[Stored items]
.....

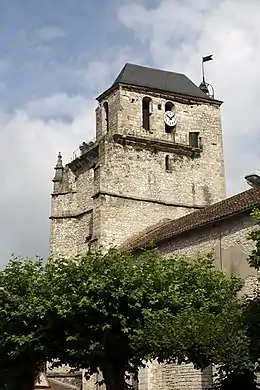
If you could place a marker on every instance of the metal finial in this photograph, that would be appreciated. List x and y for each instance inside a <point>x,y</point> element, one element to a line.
<point>59,161</point>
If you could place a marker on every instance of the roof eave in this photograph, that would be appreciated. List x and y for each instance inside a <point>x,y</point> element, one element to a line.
<point>198,98</point>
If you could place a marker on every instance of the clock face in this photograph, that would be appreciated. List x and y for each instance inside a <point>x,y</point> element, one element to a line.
<point>170,119</point>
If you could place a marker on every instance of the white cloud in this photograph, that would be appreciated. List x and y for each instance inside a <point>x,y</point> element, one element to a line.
<point>49,33</point>
<point>28,151</point>
<point>178,33</point>
<point>30,141</point>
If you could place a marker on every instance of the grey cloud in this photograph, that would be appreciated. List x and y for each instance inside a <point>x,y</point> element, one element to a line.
<point>230,30</point>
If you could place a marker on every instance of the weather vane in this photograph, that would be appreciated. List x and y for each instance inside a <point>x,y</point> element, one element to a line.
<point>204,86</point>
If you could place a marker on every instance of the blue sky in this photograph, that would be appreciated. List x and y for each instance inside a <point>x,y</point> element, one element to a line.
<point>56,56</point>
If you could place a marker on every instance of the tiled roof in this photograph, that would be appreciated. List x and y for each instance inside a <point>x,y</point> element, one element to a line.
<point>157,79</point>
<point>57,385</point>
<point>243,201</point>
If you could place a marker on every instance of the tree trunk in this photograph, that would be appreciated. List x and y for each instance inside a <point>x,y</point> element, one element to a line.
<point>246,380</point>
<point>27,381</point>
<point>114,377</point>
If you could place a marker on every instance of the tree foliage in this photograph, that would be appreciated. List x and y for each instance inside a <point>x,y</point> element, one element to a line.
<point>117,312</point>
<point>112,312</point>
<point>23,346</point>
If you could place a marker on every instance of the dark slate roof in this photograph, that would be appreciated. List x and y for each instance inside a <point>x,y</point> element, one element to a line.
<point>244,201</point>
<point>156,79</point>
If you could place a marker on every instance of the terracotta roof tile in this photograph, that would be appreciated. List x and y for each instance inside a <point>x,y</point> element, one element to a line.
<point>57,385</point>
<point>243,201</point>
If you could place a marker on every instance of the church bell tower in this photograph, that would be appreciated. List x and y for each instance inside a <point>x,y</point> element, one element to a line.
<point>157,155</point>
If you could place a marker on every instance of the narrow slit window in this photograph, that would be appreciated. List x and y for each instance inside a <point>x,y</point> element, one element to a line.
<point>194,139</point>
<point>106,115</point>
<point>167,163</point>
<point>146,108</point>
<point>169,107</point>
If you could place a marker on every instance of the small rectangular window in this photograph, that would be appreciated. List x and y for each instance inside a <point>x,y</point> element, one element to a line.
<point>194,139</point>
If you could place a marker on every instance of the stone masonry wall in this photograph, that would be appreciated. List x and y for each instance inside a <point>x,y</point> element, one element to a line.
<point>132,189</point>
<point>72,214</point>
<point>122,218</point>
<point>228,241</point>
<point>137,173</point>
<point>203,118</point>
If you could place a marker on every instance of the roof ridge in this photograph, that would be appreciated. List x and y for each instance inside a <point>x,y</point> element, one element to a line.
<point>227,207</point>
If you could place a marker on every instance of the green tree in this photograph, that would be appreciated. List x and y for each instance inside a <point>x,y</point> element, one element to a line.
<point>117,312</point>
<point>24,336</point>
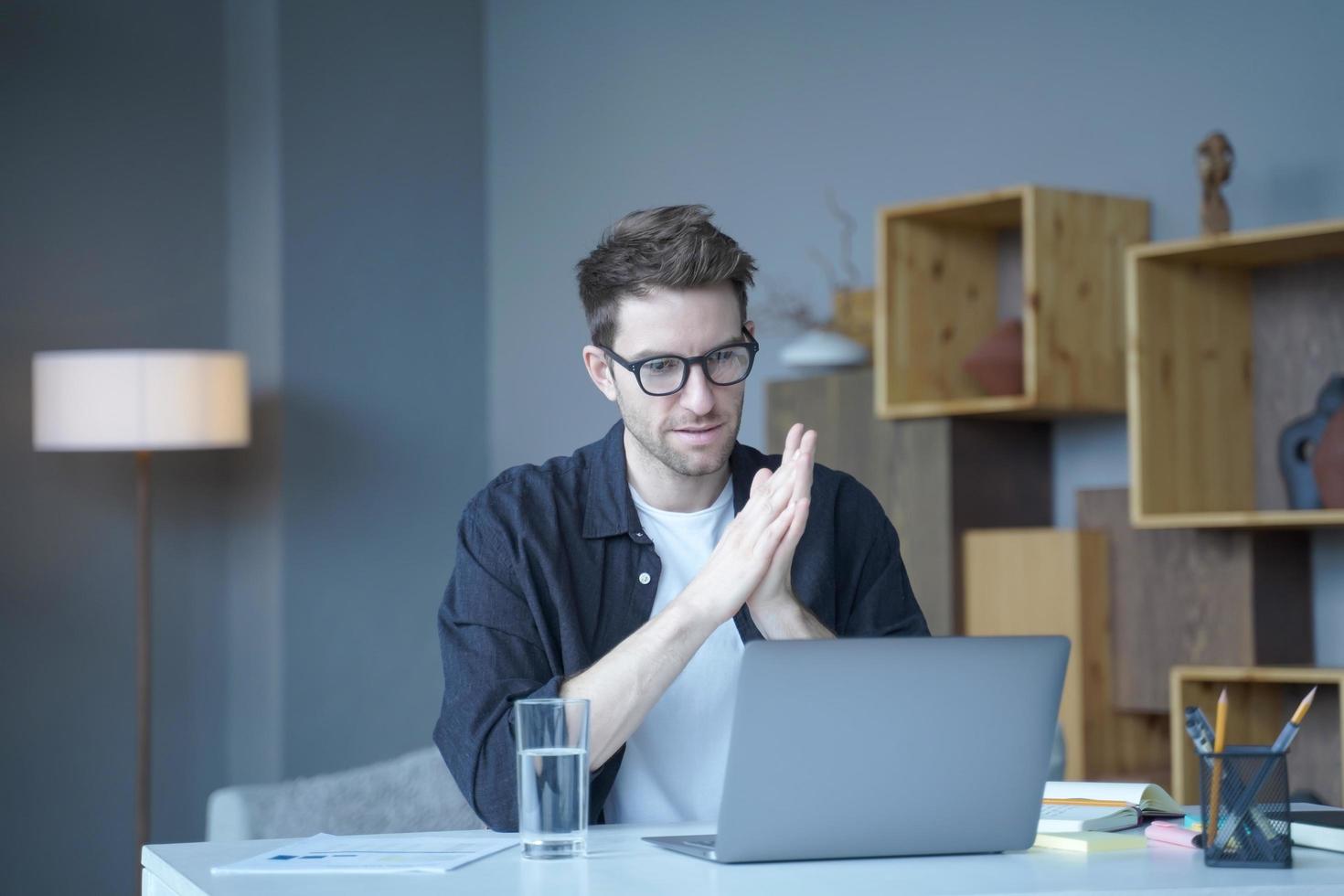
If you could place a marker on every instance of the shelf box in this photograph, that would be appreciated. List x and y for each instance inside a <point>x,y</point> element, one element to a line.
<point>1260,700</point>
<point>935,478</point>
<point>1192,375</point>
<point>938,297</point>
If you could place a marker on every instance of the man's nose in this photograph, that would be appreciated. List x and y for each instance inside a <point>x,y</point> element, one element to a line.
<point>698,392</point>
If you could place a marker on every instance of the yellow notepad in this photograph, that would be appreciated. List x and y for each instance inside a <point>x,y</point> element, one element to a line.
<point>1092,841</point>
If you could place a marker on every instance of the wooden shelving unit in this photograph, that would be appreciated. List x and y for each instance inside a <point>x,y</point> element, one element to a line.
<point>1197,597</point>
<point>928,475</point>
<point>938,297</point>
<point>1261,699</point>
<point>1055,581</point>
<point>1192,371</point>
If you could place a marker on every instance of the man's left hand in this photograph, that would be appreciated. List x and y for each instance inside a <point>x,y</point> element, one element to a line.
<point>773,603</point>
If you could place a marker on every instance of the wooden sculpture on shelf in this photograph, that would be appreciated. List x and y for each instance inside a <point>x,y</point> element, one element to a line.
<point>1215,157</point>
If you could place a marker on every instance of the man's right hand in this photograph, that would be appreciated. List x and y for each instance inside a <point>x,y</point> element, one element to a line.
<point>743,554</point>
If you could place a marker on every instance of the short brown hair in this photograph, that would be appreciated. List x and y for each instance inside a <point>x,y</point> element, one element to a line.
<point>674,248</point>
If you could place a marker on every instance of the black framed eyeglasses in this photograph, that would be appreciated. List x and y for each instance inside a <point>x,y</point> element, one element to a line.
<point>667,374</point>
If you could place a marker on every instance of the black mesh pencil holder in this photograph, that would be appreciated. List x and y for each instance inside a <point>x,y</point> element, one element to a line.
<point>1246,813</point>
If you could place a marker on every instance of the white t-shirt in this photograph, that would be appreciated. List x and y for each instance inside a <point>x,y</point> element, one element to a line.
<point>675,761</point>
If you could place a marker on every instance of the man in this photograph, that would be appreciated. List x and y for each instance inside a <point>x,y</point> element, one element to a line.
<point>632,571</point>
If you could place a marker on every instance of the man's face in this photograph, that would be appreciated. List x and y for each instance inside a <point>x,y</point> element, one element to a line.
<point>691,432</point>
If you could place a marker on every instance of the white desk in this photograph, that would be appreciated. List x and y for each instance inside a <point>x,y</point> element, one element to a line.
<point>620,864</point>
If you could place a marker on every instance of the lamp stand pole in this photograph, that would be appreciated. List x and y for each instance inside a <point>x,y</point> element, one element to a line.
<point>143,655</point>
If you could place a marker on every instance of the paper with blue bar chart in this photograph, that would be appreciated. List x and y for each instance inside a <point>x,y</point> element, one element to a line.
<point>398,853</point>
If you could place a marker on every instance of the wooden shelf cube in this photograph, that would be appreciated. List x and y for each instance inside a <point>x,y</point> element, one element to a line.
<point>935,478</point>
<point>940,291</point>
<point>1055,581</point>
<point>1197,383</point>
<point>1260,700</point>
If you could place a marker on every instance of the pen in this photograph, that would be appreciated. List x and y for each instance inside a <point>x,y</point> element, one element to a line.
<point>1220,741</point>
<point>1246,801</point>
<point>1285,736</point>
<point>1198,732</point>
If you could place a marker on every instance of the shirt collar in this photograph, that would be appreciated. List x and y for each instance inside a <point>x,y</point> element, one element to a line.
<point>611,509</point>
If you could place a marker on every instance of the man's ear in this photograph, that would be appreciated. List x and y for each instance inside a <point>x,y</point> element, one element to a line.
<point>600,371</point>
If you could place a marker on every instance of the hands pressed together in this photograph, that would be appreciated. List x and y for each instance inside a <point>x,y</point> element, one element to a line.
<point>752,563</point>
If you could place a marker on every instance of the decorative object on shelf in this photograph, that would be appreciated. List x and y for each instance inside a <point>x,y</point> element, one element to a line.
<point>997,363</point>
<point>1307,457</point>
<point>846,338</point>
<point>1197,364</point>
<point>1328,463</point>
<point>1215,159</point>
<point>143,402</point>
<point>943,291</point>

.....

> _To be done_
Rewrite all of the material above with "in this photograph" replaced by "in this image" and everything else unchanged, omitting the pictures.

> _Response to the exercise_
If you could place a marker on every instance of the metal finial in this image, that would be appreciated. List x and y for each instance inside a <point>x,y</point> element, one element to a line.
<point>59,161</point>
If you could place a marker on every instance of the roof eave in this image, that would be appreciated. List x and y for each instance inside a <point>x,y</point> element, one element to a line.
<point>198,98</point>
If you could place a marker on every instance of the clock face in this image, that would be appreciated. List x and y for each instance inside a <point>x,y</point> element, one element to a line.
<point>170,119</point>
If you could place a marker on every instance of the white cloud in this image, that would be appreciated. List x and y for each instance inside a <point>x,y</point> element, one element to a line.
<point>49,33</point>
<point>28,151</point>
<point>178,33</point>
<point>30,141</point>
If you could place a marker on every instance of the grey cloud in this image, that would be appreciated. List x and y for each instance inside a <point>x,y</point> element, one element to a line.
<point>230,30</point>
If you could place a marker on every instance of the weather vane in this image, that would be appreciated. List x and y for each instance inside a <point>x,y</point> element, one element to a line.
<point>204,86</point>
If you could place a marker on every instance of the blue sky in this image, that would be appreciated. List x and y for each instance inside a <point>x,y</point> element, one element to a line.
<point>56,56</point>
If you could place a marker on every instance of the tiled roof in this image, that would be appreciated. List x and y for each instance inside a <point>x,y</point> element, one element to a line.
<point>157,79</point>
<point>57,385</point>
<point>243,201</point>
If you could place a marker on every instance of the tree trunk in this image, that would be appreciated. List x and y for each instance inside a <point>x,y</point> element, one element to a line.
<point>246,380</point>
<point>27,381</point>
<point>114,377</point>
If you could place a marker on every instance of the tree foliage in this image, that would be appreciated. List x and y for each instance inside a <point>x,y</point> element, one element to a line.
<point>117,312</point>
<point>112,312</point>
<point>23,346</point>
If you could place a marker on every instance of the dark slate roof in this image, that would be appreciated. List x and y for each instance inside a <point>x,y</point> element, one element to a line.
<point>244,201</point>
<point>156,79</point>
If you could place a marker on every instance of the terracotta roof tile in this image, that would be appreciated. List x and y for each instance inside a <point>x,y</point> element, one element to a line.
<point>57,385</point>
<point>243,201</point>
If you could place a marker on every instance of the church bell tower in this image, that would be appreciated. List x and y for each instance inside a <point>x,y</point> element, one element to a line.
<point>157,155</point>
If you could place a marker on every instance of the narrow slit window in this image, that would be appreciated. List x and y for each instance inside a <point>x,y</point> element, one element to a line.
<point>194,139</point>
<point>106,115</point>
<point>167,163</point>
<point>146,108</point>
<point>169,107</point>
If you could place a marker on every instance of the small rectangular window in this image, that would be appreciated. List x and y for each instance inside a <point>x,y</point> element, one element to a line.
<point>194,139</point>
If you could place a marker on every instance of the stone masonry wall in this image, that would be appreciated. List x and y for each instance inside a <point>x,y</point> element, one element to a line.
<point>132,189</point>
<point>72,214</point>
<point>122,218</point>
<point>228,241</point>
<point>137,173</point>
<point>203,118</point>
If you could place a marker on every instance of the roof ridge in this image, that would be appreciated. List x and y for each instance inside a <point>x,y</point> element, one element to a line.
<point>227,207</point>
If you could place a marker on every instance of the green tree in this image, that would be appreciated. List x and y for each instance inside a <point>x,y</point> element, one element to a line.
<point>117,312</point>
<point>24,336</point>
If you could place a marker on every instance of the shelf box in this image, that would be appreciated. List x and y for each instance inside a <point>x,y</point> element, one element to a line.
<point>1260,700</point>
<point>935,478</point>
<point>1192,375</point>
<point>938,297</point>
If you could place a marker on every instance of the man's nose in this image, that would be appreciated. List x and y for each instance inside a <point>x,y</point> element, one element to a line.
<point>698,392</point>
If you could place a marker on every instance of the yellow notepad in this image, that would be appreciated. List x and y for each instance inside a <point>x,y</point> element, one element to a line.
<point>1092,841</point>
If you could place a marker on every instance of the wooden shelving unit in this image, that would be appreciated. List x and y for each instance inside a <point>x,y</point> element, one element to a line.
<point>1197,597</point>
<point>928,475</point>
<point>938,297</point>
<point>1261,699</point>
<point>1055,581</point>
<point>1192,371</point>
If you could place a marker on every instance of the man's left hand in this image, that would be appreciated. List x and y for each instance inside a <point>x,y</point> element, one element to a line.
<point>773,603</point>
If you could place a marker on every instance of the wooden sculpture on shelf in this image, that would be appreciated. List x and y for each instance inside a <point>x,y</point> element, one element to a line.
<point>1215,157</point>
If you could place a marker on every instance of the man's right hand in this image, that would be appreciated. List x and y for each instance inside a <point>x,y</point> element, one element to a line.
<point>743,554</point>
If you could place a marker on every instance of the short brown hair in this image, that would be appreciated. List x and y for each instance inside a <point>x,y</point> element, one element to a line.
<point>674,248</point>
If you could place a marker on every instance of the black framed eyeglasses in this image, that would be appreciated. List x and y for each instance inside a <point>x,y</point> element, one element to a line.
<point>667,374</point>
If you could place a marker on every instance of the black mesh pencil holder in this image, that would be appreciated. List x and y for each instance inside a <point>x,y</point> element, one element to a line.
<point>1246,813</point>
If you could place a marker on every instance of the white t-shirt in this image, that would be appreciated. List x and y for each instance inside a <point>x,y</point> element, one element to a line.
<point>675,761</point>
If you could place a marker on every instance of the man in this image, that would be appreciated. List x and y for each instance inside a <point>x,y</point> element, one element to a line.
<point>632,571</point>
If you could place a marker on every instance of the man's face in this image, that would be appreciated. List x and y for each instance inside a <point>x,y</point> element, one element to a line.
<point>691,432</point>
If you could place a marker on every instance of the white desk in this image, that would be appreciated. List x and y for each instance inside a <point>x,y</point> element, one element to a line.
<point>620,864</point>
If you could place a marker on every instance of the lamp stand pole in this image, that would be appreciated. List x and y for each instance inside a <point>x,y</point> element, one element to a line.
<point>143,655</point>
If you could place a marker on every instance of the paper with blue bar chart in this image, that would be appreciated. List x and y for each instance inside a <point>x,y</point> element, one element to a line.
<point>398,853</point>
If you could place a marker on every instance of the wooden shelf cube in this image, that would be appreciated. List x and y for each instance inside a <point>x,y</point> element, one element to a line.
<point>935,478</point>
<point>940,291</point>
<point>1055,581</point>
<point>1197,383</point>
<point>1260,700</point>
If you could place a marker on every instance of the pen in this image, that would be appreciated. List x and y for each instance inside a <point>x,y</point> element, one element to a line.
<point>1220,741</point>
<point>1246,801</point>
<point>1285,736</point>
<point>1198,732</point>
If you could place a marker on every instance of the shirt collar in this image, that would be appreciated. List x and y for each instance inside a <point>x,y</point> element, one element to a line.
<point>611,509</point>
If you could place a marker on every instance of the man's ear in this image, that would be appreciated. List x and y for each instance inside a <point>x,y</point> element, one element to a line.
<point>600,371</point>
If you could place a marker on every instance of the hands pressed together in this image, that would be appreciated. List x and y for each instance inside a <point>x,y</point> element, one element to a line.
<point>752,563</point>
If you could place a marker on every instance of the decorative object on shelf in this image, that would be appreciated. List x and y for each instance inside a <point>x,y</point> element, one element to a line.
<point>997,363</point>
<point>1307,457</point>
<point>846,338</point>
<point>1197,364</point>
<point>1328,463</point>
<point>1215,159</point>
<point>143,402</point>
<point>943,291</point>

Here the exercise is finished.